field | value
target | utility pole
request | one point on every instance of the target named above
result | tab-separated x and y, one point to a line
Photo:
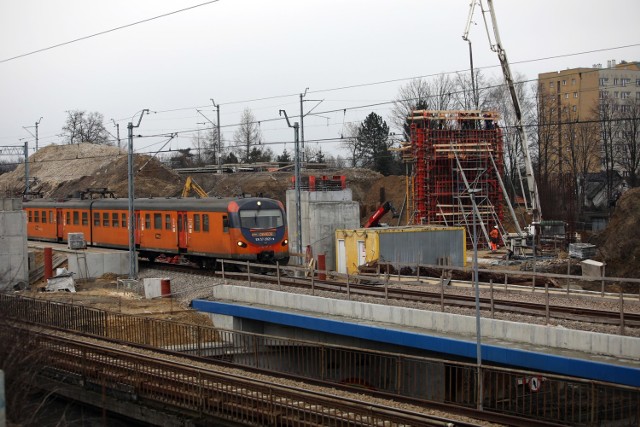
117	125
36	135
297	180
132	222
26	168
37	123
219	138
★ ★ ★ ★ ★
== CONSIGNE ==
Pouvez-vous restituer l'intégralité du matériel ci-dessus sous forme de liste JSON de chaînes, à raison d'une chaîne par ligne, en omettant les lignes vides ? Laissez les images hors de la réponse.

== CORRIGÉ ==
[
  "field | value",
  "target | utility pole",
  "request | one point on every instance of the target named above",
  "result | tab-separated x and y, one point to a line",
  "Photo:",
  "117\t125",
  "36\t135",
  "297\t180",
  "132\t222",
  "26\t168",
  "37\t123",
  "219\t138"
]